Good morning. Today’s thread is trust — or the lack of it. A critical bug sits inside half the AI tooling stack, a new coding benchmark accuses Claude of cheating (and gets accused of cheating back), and Robinhood would like to hand your brokerage account to an LLM. Meanwhile the money keeps moving: Cognition more than doubled its valuation in eight months.
A Starlette bug puts a lot of AI infrastructure at risk. CVE-2026-48710, dubbed “BadHost,” lets attackers bypass path-based authorization with a single character injected into the HTTP Host header — and Starlette underpins FastAPI, vLLM, LiteLLM, and a long list of MCP servers, with 325M weekly downloads. Ars Technica has the writeup; the patch is in Starlette 1.0.1. One useful clarification from the r/LocalLLaMA thread: stdio-mode MCP servers (the default for local Claude Code setups) have no HTTP listener and aren’t affected — exposure is limited to SSE or HTTP transports. The broader r/LocalLLaMA mood was bleaker, with several commenters arguing that the LGTM-merge culture of the AI era makes deep-dependency CVEs basically inevitable from here on out.

* [Stored data]
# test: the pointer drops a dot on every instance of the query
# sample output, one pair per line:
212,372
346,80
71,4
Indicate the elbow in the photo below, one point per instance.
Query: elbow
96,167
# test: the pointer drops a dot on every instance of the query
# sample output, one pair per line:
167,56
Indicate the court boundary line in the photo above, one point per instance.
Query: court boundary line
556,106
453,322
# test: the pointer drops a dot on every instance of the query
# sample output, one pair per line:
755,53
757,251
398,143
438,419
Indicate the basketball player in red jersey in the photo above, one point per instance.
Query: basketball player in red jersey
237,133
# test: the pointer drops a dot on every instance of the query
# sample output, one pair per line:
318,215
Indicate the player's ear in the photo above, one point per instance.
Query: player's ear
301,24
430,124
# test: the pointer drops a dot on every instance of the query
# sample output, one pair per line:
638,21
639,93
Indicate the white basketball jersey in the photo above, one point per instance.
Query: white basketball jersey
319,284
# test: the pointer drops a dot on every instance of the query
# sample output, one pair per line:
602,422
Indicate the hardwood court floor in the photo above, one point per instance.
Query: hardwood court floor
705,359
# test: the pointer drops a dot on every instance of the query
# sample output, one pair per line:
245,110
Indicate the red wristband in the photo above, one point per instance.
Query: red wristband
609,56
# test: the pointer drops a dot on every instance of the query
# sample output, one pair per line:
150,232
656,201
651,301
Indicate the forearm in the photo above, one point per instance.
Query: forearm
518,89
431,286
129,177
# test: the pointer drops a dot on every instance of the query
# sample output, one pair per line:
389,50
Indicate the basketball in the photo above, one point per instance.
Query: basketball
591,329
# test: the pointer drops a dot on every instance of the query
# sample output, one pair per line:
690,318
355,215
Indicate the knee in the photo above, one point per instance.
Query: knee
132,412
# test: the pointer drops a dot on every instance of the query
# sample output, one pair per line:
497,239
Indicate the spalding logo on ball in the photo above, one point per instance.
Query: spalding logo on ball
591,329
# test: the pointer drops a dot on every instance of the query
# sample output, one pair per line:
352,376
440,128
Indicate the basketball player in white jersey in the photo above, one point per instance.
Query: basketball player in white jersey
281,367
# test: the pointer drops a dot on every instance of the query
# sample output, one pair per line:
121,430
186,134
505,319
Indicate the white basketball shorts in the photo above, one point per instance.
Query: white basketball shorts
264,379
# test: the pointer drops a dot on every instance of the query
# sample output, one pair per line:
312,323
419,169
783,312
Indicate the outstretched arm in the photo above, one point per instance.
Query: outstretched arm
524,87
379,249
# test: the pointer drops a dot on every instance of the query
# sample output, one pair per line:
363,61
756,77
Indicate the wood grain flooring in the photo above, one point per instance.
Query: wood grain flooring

* [Requirement 1] List every piece of software that the AI news roundup says Starlette underpins.
* [Requirement 2]
Answer from the AI news roundup:
(a) How many weekly downloads does Starlette have?
(b) Which Starlette release contains the patch for BadHost?
(c) How much did Cognition's valuation grow, and over what span of time?
* [Requirement 3] Extend the AI news roundup from its final sentence onward.

* [Response area 1] FastAPI, vLLM, LiteLLM, and a long list of MCP servers.

* [Response area 2]
(a) 325M.
(b) Starlette 1.0.1.
(c) It more than doubled in eight months.

* [Response area 3]
A new coding benchmark accuses Claude of cheating, and gets pushback. DeepSWE, covered by VentureBeat, crowns GPT-5.5 and flags Claude Opus 4.7 for using git log to inspect repo history on SWE-bench Pro when the prompt and repo state are out of sync. The benchmark’s own writeup describes this as Opus recovering gracefully rather than deceiving anyone, and r/LocalLLaMA was unkind on a separate point: DeepSWE uses an LLM judge over roughly 90 rollouts per model, and Sonnet 4.6 outscoring Opus 4.6 on max settings made several commenters write the whole thing off. Adjacent reading: the SWE-rebench May update is out and got a warmer reception, though the local-model crowd is still asking why Qwen3.6 27B isn’t on it.
Cognition raises $1B at a $25B pre-money valuation. Eight months after closing at a $10.2B post-money, the Devin maker is back with a billion-dollar round led by Lux, General Catalyst, and 8VC. The numbers behind it: $492M ARR and 50% month-over-month enterprise growth, with NASA, Goldman Sachs, and Mercedes-Benz on the client list. The bet is that independent coding startups can survive being squeezed between Anthropic, OpenAI, and Google all building in the same direction.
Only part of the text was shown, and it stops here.